__Written task__:
All of the data below should be written out exactly.

__Supplied data__:
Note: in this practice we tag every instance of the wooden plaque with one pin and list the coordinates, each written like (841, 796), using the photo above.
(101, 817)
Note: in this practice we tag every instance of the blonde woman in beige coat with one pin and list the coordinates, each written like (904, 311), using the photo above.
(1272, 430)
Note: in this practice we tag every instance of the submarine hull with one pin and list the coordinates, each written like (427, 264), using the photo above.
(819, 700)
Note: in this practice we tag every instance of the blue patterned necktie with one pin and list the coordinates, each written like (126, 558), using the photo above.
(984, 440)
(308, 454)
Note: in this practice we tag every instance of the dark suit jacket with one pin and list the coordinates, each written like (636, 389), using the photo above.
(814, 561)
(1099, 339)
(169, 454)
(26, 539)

__Complete response__:
Note: in this practice we tag every instance of the wooden plaque with one pin and list the coordinates, each written like (841, 796), using the photo above.
(101, 817)
Note: in this practice we tag every instance of the blonde woman in beige coat with one pin and list the coordinates, each written like (904, 311), using the photo above.
(1272, 430)
Note: in this practice we tag every instance of the submarine hull with one pin and list the coordinates, each written like (427, 264), using the photo above.
(819, 700)
Note: in this practice we tag every instance of the blue patterned necktie with one pin and list the coordinates, each written like (126, 558), using the photo above.
(984, 440)
(308, 454)
Note: in this practice we tag every instance of the dark suit jacket with one pin and list the coordinates, each written like (636, 389), using the photo above.
(814, 561)
(1099, 339)
(169, 454)
(26, 539)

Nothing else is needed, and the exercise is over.